__Provided passage__:

TornadoVM JIT Compiler sync with Graal 21.1.0
Experimental support for OpenJDK 16
Tracing the TornadoVM thread distribution and device information with a new option --threadInfo instead of --debug
Refactoring of the new API:
- TornadoVMExecutionContext renamed to KernelContext
- GridTask renamed to GridScheduler
AWS F1 AMI version upgraded to 1.10.0 and automated the generation of AFI image
Xilinx OpenCL backend expanded with:
- 1. Initial integration of Xilinx OpenCL attributes for loop
    pipelining in the TornadoVM compiler
- 1. Support for multiple compute units
Logging FPGA compilation option added to dump FPGA HLS compilation to a file
TornadoVM profiler enhanced for including data transfers for the stack-frame and kernel dispatch time
Initial support for 2D Arrays added
Several bug fixes and stability support for the OpenCL and PTX backends

TornadoVM 0.9

15/04/2021

Expanded API for expressing kernel parallelism within Java. It can work with the existing loop parallelism in TornadoVM.
- Direct access to thread-ids, OpenCL local memory (PTX shared memory), and barriers
- TornadoVMContext added:
  
  See https://github.com/beehive-lab/TornadoVM/blob/5bcd3d6dfa2506032322c32d72b7bbd750623a95/tornado-api/src/main/java/uk/ac/manchester/tornado/api/TornadoVMContext.java
- Code examples:
  - https://github.com/beehive-lab/TornadoVM/tree/master/examples/src/main/java/uk/ac/manchester/tornado/examples/tornadovmcontext
- Documentation:
  - https://github.com/beehive-lab/TornadoVM/blob/master/assembly/src/docs/21_TORNADOVM_CONTEXT.md
Profiler integrated with Chrome debug:
- Use flags: -Dtornado.chrome.event.tracer.enabled=True -Dtornado.chrome.event.tracer.filename=userFile.json
- See https://github.com/beehive-lab/TornadoVM/pull/41
Added support for Windows 10:
- See https://github.com/beehive-lab/TornadoVM/blob/develop/assembly/src/docs/20_INSTALL_WINDOWS_WITH_GRAALVM.md
TornadoVM running with Windows JDK 11 supported (Linux & Windows)

Object location annotation data
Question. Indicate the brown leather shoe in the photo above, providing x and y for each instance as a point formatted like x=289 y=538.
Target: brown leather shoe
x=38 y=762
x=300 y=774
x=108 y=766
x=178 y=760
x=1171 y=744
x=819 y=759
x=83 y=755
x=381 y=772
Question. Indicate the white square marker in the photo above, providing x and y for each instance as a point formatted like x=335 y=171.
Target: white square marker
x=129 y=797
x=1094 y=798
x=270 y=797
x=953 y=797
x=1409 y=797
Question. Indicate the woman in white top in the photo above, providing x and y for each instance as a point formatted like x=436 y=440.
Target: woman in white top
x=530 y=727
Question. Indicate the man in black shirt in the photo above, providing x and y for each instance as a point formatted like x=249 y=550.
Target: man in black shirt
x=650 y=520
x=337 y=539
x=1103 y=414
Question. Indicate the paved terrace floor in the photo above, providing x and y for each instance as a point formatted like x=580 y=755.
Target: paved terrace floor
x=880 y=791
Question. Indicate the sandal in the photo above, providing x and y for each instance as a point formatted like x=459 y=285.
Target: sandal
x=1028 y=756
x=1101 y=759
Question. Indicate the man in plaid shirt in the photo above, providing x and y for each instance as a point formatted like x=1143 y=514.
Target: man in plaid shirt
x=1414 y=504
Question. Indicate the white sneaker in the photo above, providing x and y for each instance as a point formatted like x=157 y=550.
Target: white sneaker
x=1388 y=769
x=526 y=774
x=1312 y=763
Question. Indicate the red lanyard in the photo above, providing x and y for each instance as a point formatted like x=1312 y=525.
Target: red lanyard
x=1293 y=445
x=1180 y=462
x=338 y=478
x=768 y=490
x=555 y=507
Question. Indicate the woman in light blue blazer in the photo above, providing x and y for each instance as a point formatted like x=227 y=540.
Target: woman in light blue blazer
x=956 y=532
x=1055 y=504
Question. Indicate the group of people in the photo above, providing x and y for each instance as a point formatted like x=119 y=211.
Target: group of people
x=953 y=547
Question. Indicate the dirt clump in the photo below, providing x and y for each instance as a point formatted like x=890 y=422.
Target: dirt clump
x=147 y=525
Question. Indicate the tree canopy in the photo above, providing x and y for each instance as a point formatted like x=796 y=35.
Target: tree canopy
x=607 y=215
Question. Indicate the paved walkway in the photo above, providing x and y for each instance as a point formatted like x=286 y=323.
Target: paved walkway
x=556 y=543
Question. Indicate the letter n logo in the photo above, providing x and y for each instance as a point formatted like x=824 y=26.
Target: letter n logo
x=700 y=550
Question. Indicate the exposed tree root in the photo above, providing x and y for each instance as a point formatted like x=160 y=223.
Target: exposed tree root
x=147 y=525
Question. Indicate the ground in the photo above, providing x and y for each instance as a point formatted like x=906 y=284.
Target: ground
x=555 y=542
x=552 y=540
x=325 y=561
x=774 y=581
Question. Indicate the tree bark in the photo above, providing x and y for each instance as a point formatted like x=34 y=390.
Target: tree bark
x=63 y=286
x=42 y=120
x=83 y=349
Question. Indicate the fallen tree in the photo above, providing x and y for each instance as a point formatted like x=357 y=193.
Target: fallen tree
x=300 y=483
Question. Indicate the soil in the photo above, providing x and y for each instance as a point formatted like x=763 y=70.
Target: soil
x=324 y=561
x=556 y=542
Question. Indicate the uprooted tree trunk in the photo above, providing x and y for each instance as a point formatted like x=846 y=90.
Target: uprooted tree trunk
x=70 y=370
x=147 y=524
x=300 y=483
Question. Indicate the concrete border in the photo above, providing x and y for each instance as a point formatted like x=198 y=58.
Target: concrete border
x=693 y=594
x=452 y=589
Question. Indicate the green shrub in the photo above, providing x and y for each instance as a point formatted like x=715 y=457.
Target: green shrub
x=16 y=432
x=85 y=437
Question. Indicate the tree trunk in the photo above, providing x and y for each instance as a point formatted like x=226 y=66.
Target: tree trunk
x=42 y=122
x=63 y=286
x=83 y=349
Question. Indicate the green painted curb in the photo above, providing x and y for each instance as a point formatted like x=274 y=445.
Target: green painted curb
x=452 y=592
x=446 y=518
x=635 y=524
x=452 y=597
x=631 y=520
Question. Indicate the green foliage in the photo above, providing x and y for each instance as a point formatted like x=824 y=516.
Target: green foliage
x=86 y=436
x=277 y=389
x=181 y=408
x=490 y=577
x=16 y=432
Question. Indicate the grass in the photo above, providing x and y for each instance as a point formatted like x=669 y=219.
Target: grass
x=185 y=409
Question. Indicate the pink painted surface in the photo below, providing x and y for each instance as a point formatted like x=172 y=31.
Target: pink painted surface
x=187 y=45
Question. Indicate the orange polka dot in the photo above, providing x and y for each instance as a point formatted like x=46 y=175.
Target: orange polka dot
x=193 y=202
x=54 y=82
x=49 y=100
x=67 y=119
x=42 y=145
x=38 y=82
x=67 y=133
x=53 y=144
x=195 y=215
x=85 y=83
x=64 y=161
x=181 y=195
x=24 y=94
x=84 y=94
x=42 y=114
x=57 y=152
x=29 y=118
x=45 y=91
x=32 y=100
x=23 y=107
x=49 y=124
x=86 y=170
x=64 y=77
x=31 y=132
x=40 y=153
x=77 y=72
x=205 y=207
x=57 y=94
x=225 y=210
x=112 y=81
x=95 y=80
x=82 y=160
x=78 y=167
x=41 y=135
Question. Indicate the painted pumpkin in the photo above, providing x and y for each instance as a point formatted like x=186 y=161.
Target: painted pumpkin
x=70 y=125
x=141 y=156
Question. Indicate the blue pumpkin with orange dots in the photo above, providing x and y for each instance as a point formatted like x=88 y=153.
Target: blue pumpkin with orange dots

__Problems and tasks__:
• a. According to the TornadoVM release notes, what new name did GridTask receive in the API refactoring?
• b. Continue the TornadoVM release notes from their final line onward.

__Task answers__:
• a. GridScheduler

• b.
Xilinx FPGAs workflow supported for Vitis 2020.2
Pre-compiled tasks for Xilinx/Intel FPGAs fixed
Slambench fixed when compiling for PTX and OpenCL backends
Several bug fixes for the runtime, JIT compiler and data management.

TornadoVM 0.8

19/11/2020

Added PTX backend for NVIDIA GPUs
- Build TornadoVM using make BACKEND=ptx,opencl to obtain the two supported backends.
TornadoVM JIT Compiler aligned with Graal 20.2.0
Support for other JDKs:
- Red Hat Mandrel 11.0.9
- Amazon Coretto 11.0.9
- GraalVM LabsJDK 11.0.8
- OpenJDK 11.0.8
- OpenJDK 12.0.2
- OpenJDK 13.0.2
- OpenJDK 14.0.2
Support for hybrid (CPU-GPU) parallel reductions
New API for generic kernel dispatch. It introduces the concept of WorkerGrid and GridTask
- A WorkerGrid is an object that stores how threads are organized on an OpenCL device: java WorkerGrid1D worker1D = new WorkerGrid1D(4096);
- A GridTask is a map that relates a task-name with a worker-grid. java GridTask gridTask = new GridTask(); gridTask.set("s0.t0", worker1D);
- A TornadoVM Task-Schedule can be executed using a GridTask: java ts.execute(gridTask);
- More info: link
TornadoVM profiler improved
- Profiler metrics added
- Code features per task-graph
Lazy device initialisation moved to early initialisation of PTX and OpenCL devices
Initial support for Atomics (OpenCL backend)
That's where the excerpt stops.